------ Supplied text

How to get all distinct combinations of pairs in C# / LINQ?

Question

I have a Tuple of pairs with the same type e.g.: [1,1][1,2][2,1][2,1]

I need to calculate the distinct combinations: [1,1][1,2]

public void DistinctPairsTest()
{
    IList<Tuple<int, int>> pairs = new List<Tuple<int, int>>();
    pairs.Add(Tuple.Create(1, 1));
    pairs.Add(Tuple.Create(1, 2));
    pairs.Add(Tuple.Create(2, 1));
    pairs.Add(Tuple.Create(2, 1));

    IList<Tuple<int, int>> distinctPairs = GetDistinctPairs(pairs);

    Assert.AreEqual(2, distinctPairs.Count);
}

private IList<Tuple<T, T>> GetDistinctPairs<T>(IList<Tuple<T, T>> pairs)
{
    throw new NotImplementedException();
}

How would you implement the generic GetDistinctPairs(pairs) ?

Solution:

as Heinzi and Dennis_E suggested, I implemented a generic IEqualityComparer. Improvements are welcome :-)

public class CombinationEqualityComparer<T> : IEqualityComparer<Tuple<T, T>>
{
    public bool Equals(Tuple<T, T> x, Tuple<T, T> y)

------------
------ Data entries

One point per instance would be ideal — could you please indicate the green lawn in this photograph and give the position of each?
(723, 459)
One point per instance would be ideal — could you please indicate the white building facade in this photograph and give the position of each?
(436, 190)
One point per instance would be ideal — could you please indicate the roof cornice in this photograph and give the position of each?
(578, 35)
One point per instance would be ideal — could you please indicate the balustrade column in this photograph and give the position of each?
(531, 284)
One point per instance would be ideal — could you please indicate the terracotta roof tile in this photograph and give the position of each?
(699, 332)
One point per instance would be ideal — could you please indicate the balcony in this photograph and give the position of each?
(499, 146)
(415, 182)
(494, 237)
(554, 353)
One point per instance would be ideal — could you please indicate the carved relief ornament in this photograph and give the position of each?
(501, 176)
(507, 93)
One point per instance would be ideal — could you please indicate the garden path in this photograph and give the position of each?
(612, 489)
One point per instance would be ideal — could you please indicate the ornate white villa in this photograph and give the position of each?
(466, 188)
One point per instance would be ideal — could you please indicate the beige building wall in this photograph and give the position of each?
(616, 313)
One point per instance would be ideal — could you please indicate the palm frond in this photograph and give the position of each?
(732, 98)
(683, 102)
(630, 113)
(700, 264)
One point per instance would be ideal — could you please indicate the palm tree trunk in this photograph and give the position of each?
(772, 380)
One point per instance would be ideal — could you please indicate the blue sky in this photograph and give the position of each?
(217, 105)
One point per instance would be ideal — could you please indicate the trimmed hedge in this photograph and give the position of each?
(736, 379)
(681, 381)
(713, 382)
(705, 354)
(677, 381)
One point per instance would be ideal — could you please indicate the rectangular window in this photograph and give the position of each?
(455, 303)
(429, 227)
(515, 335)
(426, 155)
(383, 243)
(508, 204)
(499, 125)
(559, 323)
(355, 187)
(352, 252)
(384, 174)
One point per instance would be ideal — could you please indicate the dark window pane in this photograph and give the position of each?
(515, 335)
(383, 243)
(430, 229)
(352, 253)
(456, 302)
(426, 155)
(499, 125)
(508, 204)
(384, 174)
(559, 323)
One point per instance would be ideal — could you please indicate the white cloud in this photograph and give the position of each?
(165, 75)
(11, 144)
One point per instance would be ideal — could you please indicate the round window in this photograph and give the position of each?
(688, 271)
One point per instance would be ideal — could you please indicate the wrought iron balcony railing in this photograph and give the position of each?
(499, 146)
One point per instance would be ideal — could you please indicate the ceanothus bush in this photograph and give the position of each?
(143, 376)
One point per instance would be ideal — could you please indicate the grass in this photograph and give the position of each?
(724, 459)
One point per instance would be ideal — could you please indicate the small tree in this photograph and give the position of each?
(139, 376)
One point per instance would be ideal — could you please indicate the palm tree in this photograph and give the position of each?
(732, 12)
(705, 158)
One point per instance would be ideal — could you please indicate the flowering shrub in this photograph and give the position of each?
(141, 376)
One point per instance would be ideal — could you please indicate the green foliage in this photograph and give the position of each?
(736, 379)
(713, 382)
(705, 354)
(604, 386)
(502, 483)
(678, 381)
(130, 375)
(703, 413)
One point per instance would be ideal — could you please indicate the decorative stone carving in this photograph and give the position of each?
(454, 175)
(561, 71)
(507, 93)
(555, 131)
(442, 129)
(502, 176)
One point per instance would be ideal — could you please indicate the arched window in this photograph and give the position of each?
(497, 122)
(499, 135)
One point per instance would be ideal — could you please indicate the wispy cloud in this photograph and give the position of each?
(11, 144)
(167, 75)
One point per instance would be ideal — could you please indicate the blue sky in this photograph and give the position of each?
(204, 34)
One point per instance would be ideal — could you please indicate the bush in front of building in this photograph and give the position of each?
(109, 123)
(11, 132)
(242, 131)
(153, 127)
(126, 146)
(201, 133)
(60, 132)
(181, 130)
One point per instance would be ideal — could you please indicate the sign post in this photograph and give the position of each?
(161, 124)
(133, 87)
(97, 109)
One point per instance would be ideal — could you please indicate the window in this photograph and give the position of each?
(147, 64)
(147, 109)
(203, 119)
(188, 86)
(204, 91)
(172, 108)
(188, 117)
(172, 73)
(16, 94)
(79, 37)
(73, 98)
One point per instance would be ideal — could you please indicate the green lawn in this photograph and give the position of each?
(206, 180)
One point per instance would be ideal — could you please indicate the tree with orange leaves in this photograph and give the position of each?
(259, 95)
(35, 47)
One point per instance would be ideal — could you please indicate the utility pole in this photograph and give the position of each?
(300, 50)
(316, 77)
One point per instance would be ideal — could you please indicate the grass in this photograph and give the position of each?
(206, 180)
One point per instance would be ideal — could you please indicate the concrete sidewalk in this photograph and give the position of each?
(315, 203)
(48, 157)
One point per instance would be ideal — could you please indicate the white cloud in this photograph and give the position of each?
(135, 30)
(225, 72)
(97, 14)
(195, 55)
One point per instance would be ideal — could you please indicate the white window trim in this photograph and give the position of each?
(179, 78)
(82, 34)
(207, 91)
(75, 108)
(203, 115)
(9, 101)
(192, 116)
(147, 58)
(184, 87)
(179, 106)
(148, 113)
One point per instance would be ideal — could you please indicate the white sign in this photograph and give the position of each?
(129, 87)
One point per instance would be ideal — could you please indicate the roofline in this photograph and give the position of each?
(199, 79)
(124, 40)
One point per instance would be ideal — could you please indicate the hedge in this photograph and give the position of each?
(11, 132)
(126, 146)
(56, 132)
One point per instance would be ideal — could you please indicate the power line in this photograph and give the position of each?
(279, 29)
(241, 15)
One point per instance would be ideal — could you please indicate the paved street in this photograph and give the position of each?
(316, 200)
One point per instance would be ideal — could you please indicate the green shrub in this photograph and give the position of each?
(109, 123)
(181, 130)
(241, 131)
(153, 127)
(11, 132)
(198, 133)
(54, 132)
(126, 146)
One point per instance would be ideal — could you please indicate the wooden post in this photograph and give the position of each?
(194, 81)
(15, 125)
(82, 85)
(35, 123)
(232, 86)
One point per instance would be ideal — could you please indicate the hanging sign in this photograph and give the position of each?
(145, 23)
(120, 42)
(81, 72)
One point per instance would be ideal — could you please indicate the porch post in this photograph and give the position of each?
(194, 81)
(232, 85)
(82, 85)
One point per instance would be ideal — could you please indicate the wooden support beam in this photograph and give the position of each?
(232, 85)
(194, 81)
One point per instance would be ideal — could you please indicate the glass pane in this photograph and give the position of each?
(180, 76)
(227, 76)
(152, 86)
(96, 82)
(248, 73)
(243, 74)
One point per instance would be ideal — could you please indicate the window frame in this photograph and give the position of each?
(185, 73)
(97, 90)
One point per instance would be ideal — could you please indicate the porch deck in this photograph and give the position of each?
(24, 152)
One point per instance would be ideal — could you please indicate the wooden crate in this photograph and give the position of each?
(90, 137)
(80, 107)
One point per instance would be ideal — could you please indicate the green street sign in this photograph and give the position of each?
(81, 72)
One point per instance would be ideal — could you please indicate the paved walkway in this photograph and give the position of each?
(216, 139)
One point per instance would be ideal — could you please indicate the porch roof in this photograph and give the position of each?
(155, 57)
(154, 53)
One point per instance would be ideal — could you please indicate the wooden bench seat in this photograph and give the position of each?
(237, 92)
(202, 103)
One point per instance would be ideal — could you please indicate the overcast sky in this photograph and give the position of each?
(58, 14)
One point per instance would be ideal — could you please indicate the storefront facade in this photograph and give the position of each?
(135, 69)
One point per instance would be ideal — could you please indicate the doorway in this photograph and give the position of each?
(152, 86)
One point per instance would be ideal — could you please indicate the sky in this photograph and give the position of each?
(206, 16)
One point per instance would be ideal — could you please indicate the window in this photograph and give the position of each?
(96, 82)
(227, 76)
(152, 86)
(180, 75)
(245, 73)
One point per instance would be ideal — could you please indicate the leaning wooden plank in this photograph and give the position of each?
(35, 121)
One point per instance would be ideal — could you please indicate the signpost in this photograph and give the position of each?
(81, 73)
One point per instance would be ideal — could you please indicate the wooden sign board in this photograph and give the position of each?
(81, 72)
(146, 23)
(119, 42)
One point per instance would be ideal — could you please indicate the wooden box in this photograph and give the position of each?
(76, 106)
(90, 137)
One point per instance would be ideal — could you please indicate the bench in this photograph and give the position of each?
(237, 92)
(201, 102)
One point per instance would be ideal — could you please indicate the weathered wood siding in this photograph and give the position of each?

------------

# Actions to take:
A: In the thread on distinct pairs in C#, whose suggestion did the poster follow when writing the solution?
B: List every pair in the first example the thread on distinct pairs in C# gives, including repeats, in the order shown.
C: Does the thread on distinct pairs in C# support each statement? (i) The poster built a generic IEqualityComparer. (ii) The distinct combinations wanted are [1,1] and [2,1]. (iii) In the question, GetDistinctPairs already returns a result.

# Response list:
A: Heinzi and Dennis_E

B: [1,1], [1,2], [2,1], [2,1]

C:
(i) Yes: "I implemented a generic IEqualityComparer"
(ii) No: "I need to calculate the distinct combinations: [1,1][1,2]"
(iii) No: "throw new NotImplementedException();"